Dataset rows on where objects appear:
————————

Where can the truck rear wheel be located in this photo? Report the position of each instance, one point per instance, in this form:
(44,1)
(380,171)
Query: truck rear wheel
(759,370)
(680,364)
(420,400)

————————

Prompt: Render the data above as a Markdown table with the columns "n" and "Line", giving each non-blank line its own row and its row number.

Solution to the problem:
| n | Line |
|---|---|
| 1 | Where can the truck rear wheel be located in this photo? Report the position of each instance, one point per instance, in this form: |
| 2 | (44,1) |
| 3 | (380,171) |
| 4 | Query: truck rear wheel |
| 5 | (759,370) |
| 6 | (680,364) |
| 7 | (420,400) |